[Pointing dataset excerpts]

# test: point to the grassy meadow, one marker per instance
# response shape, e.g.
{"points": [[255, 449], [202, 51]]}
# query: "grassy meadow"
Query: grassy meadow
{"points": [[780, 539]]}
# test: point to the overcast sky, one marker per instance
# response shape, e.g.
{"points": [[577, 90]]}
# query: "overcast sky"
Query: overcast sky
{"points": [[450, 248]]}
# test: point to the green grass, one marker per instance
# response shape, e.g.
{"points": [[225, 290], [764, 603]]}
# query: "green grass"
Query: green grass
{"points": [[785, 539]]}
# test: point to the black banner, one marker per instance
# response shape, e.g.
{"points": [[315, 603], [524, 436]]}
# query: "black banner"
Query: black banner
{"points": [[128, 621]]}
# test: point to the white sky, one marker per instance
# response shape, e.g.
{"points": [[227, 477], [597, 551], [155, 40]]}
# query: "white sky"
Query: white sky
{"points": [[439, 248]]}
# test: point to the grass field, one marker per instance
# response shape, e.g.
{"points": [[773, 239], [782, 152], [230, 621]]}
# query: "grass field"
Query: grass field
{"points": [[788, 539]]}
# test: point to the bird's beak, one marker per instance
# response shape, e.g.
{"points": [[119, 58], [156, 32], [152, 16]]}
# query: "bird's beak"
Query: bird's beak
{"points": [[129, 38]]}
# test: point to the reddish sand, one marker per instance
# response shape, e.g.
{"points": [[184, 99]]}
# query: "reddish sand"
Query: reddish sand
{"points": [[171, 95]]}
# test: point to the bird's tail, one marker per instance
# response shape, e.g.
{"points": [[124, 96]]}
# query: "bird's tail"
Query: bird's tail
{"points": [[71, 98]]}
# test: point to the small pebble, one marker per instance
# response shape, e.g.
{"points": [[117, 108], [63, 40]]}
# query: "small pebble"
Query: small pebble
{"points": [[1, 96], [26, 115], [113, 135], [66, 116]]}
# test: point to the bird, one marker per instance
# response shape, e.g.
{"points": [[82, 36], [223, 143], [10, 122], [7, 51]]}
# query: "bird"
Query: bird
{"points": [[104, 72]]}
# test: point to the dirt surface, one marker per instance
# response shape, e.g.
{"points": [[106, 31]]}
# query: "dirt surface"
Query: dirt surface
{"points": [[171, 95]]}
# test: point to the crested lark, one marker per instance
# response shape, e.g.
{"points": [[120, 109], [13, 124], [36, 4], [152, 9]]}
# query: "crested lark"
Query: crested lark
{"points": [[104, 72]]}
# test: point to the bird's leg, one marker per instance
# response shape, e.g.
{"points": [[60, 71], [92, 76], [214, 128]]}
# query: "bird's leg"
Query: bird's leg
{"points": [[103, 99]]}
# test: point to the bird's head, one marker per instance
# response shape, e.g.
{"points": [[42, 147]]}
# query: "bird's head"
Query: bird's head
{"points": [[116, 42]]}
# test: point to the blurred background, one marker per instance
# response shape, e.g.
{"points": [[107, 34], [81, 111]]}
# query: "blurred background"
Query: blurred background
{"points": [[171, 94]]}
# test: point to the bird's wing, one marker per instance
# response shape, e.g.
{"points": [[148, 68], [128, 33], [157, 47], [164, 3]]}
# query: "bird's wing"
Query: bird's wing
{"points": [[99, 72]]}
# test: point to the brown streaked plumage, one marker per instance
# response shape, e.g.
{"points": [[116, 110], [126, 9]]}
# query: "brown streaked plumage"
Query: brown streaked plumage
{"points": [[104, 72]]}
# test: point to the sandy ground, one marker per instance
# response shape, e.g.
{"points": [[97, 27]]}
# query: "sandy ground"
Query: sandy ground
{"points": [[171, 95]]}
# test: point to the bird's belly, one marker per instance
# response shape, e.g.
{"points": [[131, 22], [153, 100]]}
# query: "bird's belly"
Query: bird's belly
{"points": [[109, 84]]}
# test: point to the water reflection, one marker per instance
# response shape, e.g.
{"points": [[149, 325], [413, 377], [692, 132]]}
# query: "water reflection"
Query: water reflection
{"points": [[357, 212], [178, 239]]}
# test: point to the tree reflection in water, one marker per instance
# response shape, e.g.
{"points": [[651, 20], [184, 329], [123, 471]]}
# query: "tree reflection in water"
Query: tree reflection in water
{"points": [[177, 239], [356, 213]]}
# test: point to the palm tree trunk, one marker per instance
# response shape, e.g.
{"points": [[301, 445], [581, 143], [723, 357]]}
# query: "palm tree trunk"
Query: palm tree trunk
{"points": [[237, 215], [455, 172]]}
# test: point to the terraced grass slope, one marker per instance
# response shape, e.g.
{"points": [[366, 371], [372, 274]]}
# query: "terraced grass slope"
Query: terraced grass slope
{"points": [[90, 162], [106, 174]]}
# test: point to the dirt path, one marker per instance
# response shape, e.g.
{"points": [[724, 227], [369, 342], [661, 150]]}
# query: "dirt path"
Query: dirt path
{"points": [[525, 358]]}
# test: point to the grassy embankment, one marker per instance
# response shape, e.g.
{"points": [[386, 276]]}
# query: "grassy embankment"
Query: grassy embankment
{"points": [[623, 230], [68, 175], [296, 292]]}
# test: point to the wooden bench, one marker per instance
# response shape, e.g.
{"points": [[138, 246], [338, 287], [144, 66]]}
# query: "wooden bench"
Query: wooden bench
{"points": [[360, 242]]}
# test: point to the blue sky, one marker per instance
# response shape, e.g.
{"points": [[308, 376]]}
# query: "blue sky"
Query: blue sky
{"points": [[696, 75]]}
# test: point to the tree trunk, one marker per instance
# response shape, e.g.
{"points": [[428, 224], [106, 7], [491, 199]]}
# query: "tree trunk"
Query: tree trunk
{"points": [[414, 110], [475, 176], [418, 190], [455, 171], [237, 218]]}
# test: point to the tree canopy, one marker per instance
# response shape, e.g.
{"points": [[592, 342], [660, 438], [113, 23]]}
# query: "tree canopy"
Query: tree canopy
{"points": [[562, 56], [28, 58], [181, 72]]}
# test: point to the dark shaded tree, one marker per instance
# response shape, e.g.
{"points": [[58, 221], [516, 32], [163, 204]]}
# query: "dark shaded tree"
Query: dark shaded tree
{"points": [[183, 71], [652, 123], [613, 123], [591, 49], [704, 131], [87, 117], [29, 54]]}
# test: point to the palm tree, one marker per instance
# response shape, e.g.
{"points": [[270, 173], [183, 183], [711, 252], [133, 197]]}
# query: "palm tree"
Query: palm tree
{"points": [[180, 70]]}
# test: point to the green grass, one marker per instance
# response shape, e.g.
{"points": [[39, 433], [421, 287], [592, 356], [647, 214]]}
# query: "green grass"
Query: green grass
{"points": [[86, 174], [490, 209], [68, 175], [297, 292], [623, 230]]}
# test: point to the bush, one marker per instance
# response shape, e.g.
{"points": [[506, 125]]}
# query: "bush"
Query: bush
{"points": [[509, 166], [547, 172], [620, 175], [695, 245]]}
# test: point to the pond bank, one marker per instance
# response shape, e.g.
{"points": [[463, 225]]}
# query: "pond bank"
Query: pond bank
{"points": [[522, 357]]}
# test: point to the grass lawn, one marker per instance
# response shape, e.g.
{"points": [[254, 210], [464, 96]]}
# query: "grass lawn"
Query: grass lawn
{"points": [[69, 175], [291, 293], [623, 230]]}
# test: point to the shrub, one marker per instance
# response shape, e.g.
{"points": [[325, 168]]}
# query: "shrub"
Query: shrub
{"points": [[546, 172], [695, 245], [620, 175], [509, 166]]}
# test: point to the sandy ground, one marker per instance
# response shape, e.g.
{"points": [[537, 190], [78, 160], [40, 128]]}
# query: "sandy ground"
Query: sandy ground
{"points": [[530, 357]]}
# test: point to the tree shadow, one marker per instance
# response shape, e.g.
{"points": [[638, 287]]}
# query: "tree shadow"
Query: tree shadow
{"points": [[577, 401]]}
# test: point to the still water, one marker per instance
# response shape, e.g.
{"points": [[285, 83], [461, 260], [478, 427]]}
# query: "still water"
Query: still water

[Problem details] Everything from the line containing "# test: point to the tree canopy, one" to the last line of the entries above should be quoted exactly, and only that.

[Answer to the problem]
# test: point to the tree canopy, one marker per instance
# response shape, e.g.
{"points": [[592, 342], [660, 438], [113, 23]]}
# query: "tree canopy"
Query: tree canopy
{"points": [[562, 56], [28, 58], [181, 72]]}
# test: point to the dark shaded tree, one marker per instance
# response shape, e.g.
{"points": [[58, 221], [516, 32], [163, 204]]}
# query: "dark shaded tree"
Query: dark shaded tree
{"points": [[183, 71], [652, 123], [613, 123], [591, 49], [704, 131], [87, 117], [29, 54]]}
# test: point to the palm tree, one marker per instance
# response shape, e.g.
{"points": [[270, 173], [183, 183], [711, 252], [133, 197]]}
# query: "palm tree"
Query: palm tree
{"points": [[180, 70]]}
# test: point to the green grass, one marker per instance
# response shape, e.g.
{"points": [[39, 433], [421, 287], [592, 356], [647, 214]]}
# query: "green grass"
Query: green grass
{"points": [[86, 174], [490, 209], [68, 175], [297, 292], [623, 230]]}
# test: point to the bush, one marker per instance
# response shape, e.g.
{"points": [[506, 125]]}
# query: "bush"
Query: bush
{"points": [[509, 166], [547, 172], [620, 175], [695, 245]]}
# test: point to the pond bank, one marker per instance
# response shape, e.g.
{"points": [[463, 225]]}
# query: "pond bank"
Query: pond bank
{"points": [[522, 357]]}
# test: point to the grass lawn, one marker per instance
# response shape, e.g.
{"points": [[254, 210], [464, 96]]}
# query: "grass lawn"
Query: grass lawn
{"points": [[69, 175], [291, 293], [623, 230]]}
# test: point to the shrub, one marker per instance
# response shape, e.g.
{"points": [[325, 168]]}
# query: "shrub"
Query: shrub
{"points": [[546, 172], [695, 245], [620, 175], [509, 166]]}
# test: point to the sandy ground, one marker per instance
# response shape, e.g.
{"points": [[537, 190], [78, 160], [40, 128]]}
# query: "sandy ground"
Query: sandy ground
{"points": [[530, 357]]}
# test: point to the tree shadow, one marker per instance
# response shape, e.g.
{"points": [[638, 287]]}
# query: "tree shadow"
Query: tree shadow
{"points": [[577, 401]]}
# test: point to the still water, one marker per instance
# response shape, e.g.
{"points": [[285, 83], [461, 260], [478, 427]]}
# query: "still water"
Query: still water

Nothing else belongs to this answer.